◆ SET OF TASKS
[a] In the granola bar post below, transcribe the text from "Oh, and look, I" up to and including "the next batch.".
[b] According to the granola bar post below, which two kinds of coconut were used because the sweetened coconut flakes had run out?

See what I mean about loving it? Market this however you want it—granola bar, granola krispie bar—just make it!
Oh, and look, I stayed true to the recipe—no messing around. I didn’t tweak a thing. I did have to use two types of coconut since I was out of sweetened coconut flakes (unsweetened coconut chips and fine coconut crumb – the later being the type you use for macarons). My point in sharing this is so you can see the recipe is highly adaptable, so get creative—I know I will next time.
I’m thinking: dried fruits, caramel bits, and different types of granola. My mind is gonna go crazy with mixing and matching for the next batch.
To get started, click here for the recipe. For a few notes keep reading:
- I bypassed the foil sling for parchment, to avoid having to butter the foil. And as you can see, I also used binder clips on each side to hold the parchment in place—not necessary, unless you are a control freak like me.

◆ DATA EXTRACT
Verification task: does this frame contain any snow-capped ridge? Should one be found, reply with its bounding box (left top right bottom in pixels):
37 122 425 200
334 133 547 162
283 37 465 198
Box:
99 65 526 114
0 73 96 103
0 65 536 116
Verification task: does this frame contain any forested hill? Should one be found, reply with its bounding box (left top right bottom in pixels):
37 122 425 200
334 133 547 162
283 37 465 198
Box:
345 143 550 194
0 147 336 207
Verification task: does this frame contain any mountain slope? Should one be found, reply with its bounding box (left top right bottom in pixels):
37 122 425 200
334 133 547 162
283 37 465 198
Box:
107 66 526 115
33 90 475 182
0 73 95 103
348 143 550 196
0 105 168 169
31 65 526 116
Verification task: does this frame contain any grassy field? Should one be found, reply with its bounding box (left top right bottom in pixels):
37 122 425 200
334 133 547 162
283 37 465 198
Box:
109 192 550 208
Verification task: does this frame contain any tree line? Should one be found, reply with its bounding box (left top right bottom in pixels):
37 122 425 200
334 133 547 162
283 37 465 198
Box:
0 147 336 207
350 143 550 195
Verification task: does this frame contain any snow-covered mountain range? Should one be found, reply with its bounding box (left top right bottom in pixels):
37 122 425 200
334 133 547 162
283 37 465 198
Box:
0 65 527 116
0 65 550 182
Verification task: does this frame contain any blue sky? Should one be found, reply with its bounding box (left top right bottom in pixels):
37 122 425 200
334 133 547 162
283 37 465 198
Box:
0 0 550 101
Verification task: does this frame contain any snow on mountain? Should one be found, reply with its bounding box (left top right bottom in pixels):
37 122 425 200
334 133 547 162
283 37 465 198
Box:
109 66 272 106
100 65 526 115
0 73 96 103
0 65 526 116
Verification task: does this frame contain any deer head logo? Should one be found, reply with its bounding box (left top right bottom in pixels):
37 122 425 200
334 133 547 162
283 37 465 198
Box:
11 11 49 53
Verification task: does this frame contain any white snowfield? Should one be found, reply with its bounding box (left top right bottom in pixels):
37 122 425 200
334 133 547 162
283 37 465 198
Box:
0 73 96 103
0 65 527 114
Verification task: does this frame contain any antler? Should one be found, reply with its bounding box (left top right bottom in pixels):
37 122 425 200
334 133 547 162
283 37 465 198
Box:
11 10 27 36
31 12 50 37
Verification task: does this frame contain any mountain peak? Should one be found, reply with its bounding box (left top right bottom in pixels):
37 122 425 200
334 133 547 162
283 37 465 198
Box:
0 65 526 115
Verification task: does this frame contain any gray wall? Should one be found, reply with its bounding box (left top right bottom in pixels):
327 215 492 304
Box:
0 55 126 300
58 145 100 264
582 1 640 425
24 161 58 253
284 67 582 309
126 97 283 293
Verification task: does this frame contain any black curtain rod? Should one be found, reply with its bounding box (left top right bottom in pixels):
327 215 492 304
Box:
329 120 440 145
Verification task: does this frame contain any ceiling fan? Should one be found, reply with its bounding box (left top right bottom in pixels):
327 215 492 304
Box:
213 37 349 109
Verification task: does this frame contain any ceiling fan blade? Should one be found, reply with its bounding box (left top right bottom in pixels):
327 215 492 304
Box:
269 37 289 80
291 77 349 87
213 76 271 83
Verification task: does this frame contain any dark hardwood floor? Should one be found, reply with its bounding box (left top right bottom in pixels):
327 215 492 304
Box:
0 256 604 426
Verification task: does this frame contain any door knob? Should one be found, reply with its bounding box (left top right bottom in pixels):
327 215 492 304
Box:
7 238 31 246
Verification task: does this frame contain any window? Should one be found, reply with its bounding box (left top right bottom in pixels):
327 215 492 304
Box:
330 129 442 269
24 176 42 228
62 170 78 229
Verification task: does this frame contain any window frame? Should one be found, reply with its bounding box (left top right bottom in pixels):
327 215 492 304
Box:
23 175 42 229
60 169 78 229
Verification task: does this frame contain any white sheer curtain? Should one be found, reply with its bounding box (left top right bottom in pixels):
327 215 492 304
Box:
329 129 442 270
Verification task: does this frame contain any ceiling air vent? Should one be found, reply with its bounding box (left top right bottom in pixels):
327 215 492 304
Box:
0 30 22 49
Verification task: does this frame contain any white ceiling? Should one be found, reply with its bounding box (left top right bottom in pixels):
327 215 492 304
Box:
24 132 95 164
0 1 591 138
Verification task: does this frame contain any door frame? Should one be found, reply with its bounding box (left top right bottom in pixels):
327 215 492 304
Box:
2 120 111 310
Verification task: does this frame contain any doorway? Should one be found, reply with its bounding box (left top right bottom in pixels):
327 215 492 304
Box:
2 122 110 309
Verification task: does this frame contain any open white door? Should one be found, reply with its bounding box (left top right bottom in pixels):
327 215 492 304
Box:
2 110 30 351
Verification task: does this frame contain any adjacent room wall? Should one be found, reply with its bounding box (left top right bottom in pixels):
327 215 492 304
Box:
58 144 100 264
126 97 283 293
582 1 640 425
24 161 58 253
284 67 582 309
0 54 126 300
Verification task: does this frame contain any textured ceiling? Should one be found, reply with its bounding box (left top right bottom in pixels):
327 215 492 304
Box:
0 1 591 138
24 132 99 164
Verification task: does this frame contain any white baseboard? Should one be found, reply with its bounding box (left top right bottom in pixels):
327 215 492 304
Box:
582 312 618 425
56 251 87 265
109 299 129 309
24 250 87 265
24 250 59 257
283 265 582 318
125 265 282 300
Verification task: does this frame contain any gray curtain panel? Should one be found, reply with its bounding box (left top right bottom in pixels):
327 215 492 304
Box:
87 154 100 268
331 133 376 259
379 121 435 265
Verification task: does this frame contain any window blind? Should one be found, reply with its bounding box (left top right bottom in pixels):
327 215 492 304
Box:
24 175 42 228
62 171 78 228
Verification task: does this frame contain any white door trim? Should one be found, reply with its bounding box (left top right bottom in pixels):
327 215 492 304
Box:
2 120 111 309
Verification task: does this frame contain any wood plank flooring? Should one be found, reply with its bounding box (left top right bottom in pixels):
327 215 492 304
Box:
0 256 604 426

◆ OUTPUTS IN ORDER
[a]
Oh, and look, I stayed true to the recipe—no messing around. I didn’t tweak a thing. I did have to use two types of coconut since I was out of sweetened coconut flakes (unsweetened coconut chips and fine coconut crumb – the later being the type you use for macarons). My point in sharing this is so you can see the recipe is highly adaptable, so get creative—I know I will next time.
I’m thinking: dried fruits, caramel bits, and different types of granola. My mind is gonna go crazy with mixing and matching for the next batch.

[b] Unsweetened coconut chips and fine coconut crumb.